**Job**:
Extract every line of text from the records below without changing a character, and leave the pictures out.

**Entries**:
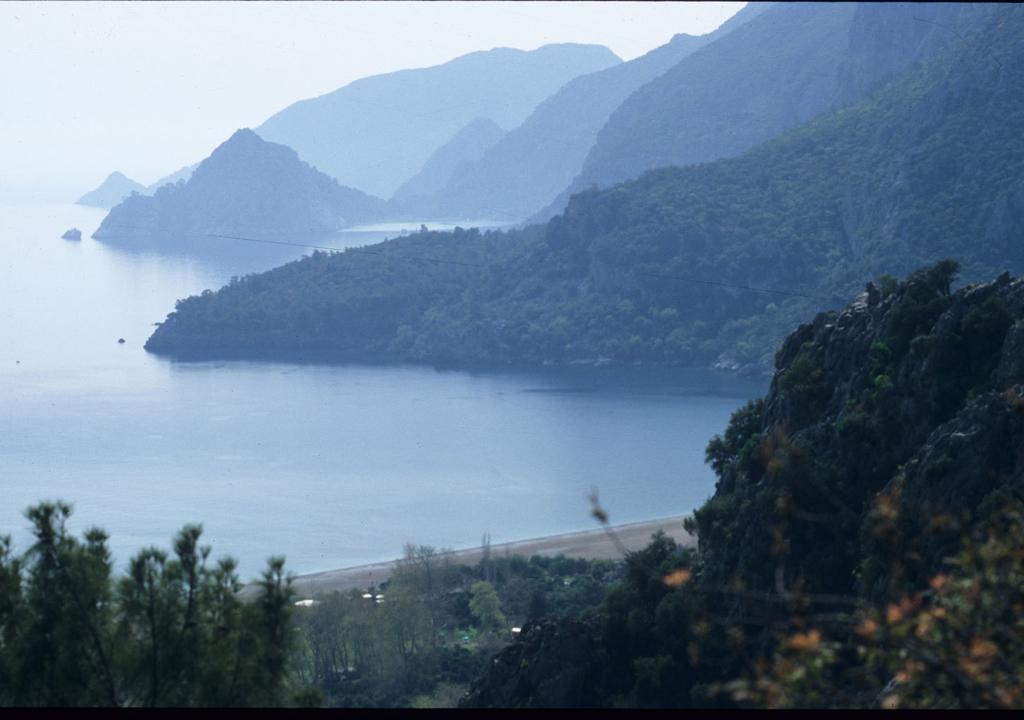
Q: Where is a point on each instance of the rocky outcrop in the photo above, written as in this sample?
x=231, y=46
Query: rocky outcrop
x=553, y=664
x=906, y=399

**Finished exercise**:
Q: Where is a point on each instance of the rocky outcrop in the photo above, written as in this sample?
x=231, y=46
Query: rocky outcrop
x=553, y=664
x=906, y=399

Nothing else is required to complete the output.